*** Document section ***

Now Bible scholars have wondered for a long time about what being "made in the image of God" means. It surely means a number of things. But what I am interested in is the family resemblance between God as a maker, and us. Our making is not the same as Gods, but it's similar. We take from what is and imagine what is not, and we fashion, create, make, shape, construct new things from what is not. We make homes, laptops, comic books, even children. But there is yet one more way in which our making is different from God's.
There is a sadness to our making. Our making is not permanent. All that we make is temporary. Every single thing we fashion with our hands is taken apart, disassembled, undone, unmade again. Somethings seem very permanent, you're right to bring up the Pyramids of course. But even the pyramids don't look as good as they did when they were freshly minted. Eventually, even stone buildings return to dust. It may not be time or weather, it may be your own children who unmake what you've made. There is a sadness in this realization because we don't want all our work to be unmade. We want what we make to last, we want to be remembered.
This is where it's good news that God's making is different than ours. Not only can God make things out of nothing, but all that God makes is good, and it lasts. That is because God continues to make. So the same God who created the world continues to create the world by making sure the Sun rises, and Sets, and Rises again.
God watches over what God has made. That's true of you and I too. But more than this, God remakes what God has made. You and I, though created to be like God used our power and potential to try and be God. We defied our protocol of obedience to God. That's what happened when Adam and Eve, our ancient parents ate the fruit that God told them not too. And when that happened, we created a virus in our own code. That virus, which we call Sin, has wormed its way into every part of us. Everything we create is tainted by that virus, and that is why what we make doesn't last. But God saw our flaw, and, having made us himself, God knew exactly how to fix it.
God fashioned for himself a human body and came to live among us on the earth. He made himself to look like our image in every way except one - no virus in the code. God became Jesus of Nazareth. Jesus walked the earth and created what we could not, a community of forgiveness and repentance and healing and renewal. He did that by giving his healthy body as a sacrifice and cleansing agent for our Sin-sick flesh and soul. By putting our faith in Jesus, we are filled with God's cleansing and empowering Spirit. God fills us with God's own self! We are connected to God, and empowered by God. That means we change. We become God's work. We become people with gifts and creativities and weaknesses and experiences that have been cleansed and repurposed toward building something permanent. God's church, which is a glimpse of God's kingdom. We are the living stuff of God's church. In God's hands, and with his Spirit, our work falls into concert with God's work and builds in that same direction.
So let's build something! Let's build a website! Let's build each other up through listening, and prayer, and laughter and the hard work of loving each other. Let's build something, and trust that within and behind, and below, and above and long after we build it's really God building something much better, much bigger, and much more permanent with us.

*** End of Document section ***
*** Information ***

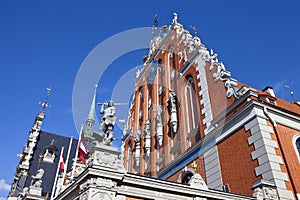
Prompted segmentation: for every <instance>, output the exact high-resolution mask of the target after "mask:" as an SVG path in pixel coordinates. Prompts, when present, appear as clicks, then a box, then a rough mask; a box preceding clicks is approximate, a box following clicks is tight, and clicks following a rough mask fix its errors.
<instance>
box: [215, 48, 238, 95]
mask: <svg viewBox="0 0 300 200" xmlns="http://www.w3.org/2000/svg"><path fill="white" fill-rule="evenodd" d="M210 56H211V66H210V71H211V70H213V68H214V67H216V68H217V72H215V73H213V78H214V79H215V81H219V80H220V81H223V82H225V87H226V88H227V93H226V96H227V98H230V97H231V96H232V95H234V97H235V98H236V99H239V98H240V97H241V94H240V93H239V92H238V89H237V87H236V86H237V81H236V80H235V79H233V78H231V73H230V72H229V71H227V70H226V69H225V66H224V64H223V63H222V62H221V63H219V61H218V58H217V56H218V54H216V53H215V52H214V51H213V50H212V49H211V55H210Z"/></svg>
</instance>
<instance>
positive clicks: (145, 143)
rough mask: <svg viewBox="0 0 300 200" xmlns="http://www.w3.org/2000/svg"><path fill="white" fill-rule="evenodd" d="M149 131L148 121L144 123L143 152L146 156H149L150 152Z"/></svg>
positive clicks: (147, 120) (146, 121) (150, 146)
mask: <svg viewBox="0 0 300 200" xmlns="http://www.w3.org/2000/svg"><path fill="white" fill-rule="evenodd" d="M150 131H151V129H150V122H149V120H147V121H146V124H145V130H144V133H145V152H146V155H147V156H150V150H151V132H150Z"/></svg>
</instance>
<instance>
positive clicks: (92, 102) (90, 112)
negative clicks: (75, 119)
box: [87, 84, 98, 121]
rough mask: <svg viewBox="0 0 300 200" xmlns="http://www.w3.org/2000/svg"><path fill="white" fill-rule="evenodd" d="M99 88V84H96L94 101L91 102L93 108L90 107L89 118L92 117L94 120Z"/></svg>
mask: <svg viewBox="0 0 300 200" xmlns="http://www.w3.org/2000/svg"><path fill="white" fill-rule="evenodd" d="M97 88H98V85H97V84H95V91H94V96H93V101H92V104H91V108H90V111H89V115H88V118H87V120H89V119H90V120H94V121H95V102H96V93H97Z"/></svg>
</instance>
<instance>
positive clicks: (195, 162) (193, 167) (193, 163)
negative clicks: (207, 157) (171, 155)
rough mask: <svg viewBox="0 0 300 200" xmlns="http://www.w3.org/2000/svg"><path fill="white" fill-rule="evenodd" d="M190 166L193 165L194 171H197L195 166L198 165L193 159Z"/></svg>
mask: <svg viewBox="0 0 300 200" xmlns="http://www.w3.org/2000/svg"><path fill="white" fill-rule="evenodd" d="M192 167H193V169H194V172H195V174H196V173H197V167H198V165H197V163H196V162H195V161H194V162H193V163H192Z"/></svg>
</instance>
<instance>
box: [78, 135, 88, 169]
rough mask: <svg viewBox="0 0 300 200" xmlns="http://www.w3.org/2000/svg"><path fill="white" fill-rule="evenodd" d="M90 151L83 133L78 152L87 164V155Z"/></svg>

*** End of Information ***
*** Information ***

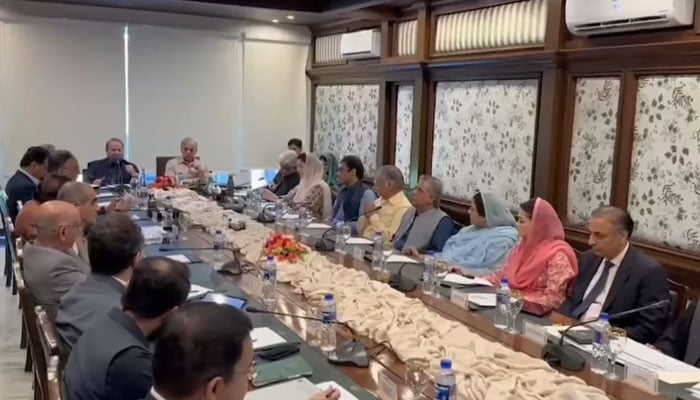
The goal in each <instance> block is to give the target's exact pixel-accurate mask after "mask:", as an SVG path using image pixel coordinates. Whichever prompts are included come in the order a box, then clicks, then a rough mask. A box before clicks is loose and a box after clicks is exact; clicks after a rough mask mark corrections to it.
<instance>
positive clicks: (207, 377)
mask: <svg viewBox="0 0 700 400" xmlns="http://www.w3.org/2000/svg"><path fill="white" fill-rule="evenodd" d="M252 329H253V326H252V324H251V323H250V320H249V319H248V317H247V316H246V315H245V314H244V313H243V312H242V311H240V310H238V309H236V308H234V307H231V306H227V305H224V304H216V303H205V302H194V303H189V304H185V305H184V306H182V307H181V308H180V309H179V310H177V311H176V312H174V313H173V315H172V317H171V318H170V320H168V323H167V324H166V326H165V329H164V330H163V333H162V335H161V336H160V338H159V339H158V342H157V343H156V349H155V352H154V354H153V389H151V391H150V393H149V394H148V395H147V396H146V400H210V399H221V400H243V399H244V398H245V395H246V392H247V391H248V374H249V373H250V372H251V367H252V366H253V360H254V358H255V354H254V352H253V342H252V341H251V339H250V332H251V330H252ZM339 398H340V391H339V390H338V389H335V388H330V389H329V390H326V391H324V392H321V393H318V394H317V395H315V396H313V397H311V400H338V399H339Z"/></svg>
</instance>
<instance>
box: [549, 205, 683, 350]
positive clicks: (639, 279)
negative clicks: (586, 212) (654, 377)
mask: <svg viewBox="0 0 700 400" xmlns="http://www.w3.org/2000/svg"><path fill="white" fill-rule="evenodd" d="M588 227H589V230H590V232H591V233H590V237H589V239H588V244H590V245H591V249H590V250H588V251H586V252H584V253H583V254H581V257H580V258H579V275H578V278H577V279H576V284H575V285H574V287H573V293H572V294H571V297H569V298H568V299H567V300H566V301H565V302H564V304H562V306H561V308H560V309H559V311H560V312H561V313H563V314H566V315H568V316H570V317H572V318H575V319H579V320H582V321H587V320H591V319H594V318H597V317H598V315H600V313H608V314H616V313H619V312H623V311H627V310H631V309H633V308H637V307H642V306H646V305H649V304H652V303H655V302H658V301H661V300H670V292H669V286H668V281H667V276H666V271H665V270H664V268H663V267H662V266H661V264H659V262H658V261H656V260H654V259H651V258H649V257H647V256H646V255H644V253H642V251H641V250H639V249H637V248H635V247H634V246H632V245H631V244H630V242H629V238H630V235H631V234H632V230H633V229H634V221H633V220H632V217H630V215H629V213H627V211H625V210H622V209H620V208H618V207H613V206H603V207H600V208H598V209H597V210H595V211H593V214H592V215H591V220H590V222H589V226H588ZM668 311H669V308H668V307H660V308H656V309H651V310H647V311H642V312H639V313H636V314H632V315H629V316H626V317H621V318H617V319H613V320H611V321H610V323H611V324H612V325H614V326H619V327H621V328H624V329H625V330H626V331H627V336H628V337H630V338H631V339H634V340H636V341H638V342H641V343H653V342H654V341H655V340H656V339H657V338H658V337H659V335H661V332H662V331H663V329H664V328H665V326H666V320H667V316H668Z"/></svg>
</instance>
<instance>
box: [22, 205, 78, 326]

*** End of Information ***
*** Information ***

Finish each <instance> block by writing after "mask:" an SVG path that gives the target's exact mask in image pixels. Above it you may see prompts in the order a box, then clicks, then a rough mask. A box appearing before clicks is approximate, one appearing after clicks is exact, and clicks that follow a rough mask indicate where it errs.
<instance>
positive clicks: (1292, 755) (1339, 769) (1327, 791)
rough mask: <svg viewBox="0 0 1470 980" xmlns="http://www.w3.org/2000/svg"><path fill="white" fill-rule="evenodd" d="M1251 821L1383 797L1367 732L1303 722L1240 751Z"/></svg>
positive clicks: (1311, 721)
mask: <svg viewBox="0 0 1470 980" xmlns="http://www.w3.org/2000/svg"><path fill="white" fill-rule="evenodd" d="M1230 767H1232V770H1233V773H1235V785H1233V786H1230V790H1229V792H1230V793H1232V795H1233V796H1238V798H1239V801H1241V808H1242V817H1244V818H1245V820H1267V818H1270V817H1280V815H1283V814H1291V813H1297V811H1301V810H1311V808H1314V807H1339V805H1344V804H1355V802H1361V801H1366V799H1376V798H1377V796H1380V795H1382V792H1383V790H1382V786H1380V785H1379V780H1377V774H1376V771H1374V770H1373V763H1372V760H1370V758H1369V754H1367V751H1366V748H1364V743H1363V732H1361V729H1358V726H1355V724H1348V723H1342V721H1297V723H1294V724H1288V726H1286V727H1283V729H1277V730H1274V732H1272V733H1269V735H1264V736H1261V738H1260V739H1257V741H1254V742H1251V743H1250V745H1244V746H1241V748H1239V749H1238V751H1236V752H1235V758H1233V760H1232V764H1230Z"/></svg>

*** End of Information ***

[What you should do]:
In the text above on being made in the image of God, why does what people make not last? Answer in one to three sentences.

[Reply]:
What people make doesn't last because everything they create is tainted by the virus called Sin. That virus entered human "code" when Adam and Eve ate the fruit God told them not to eat, and it has spread into every part of people.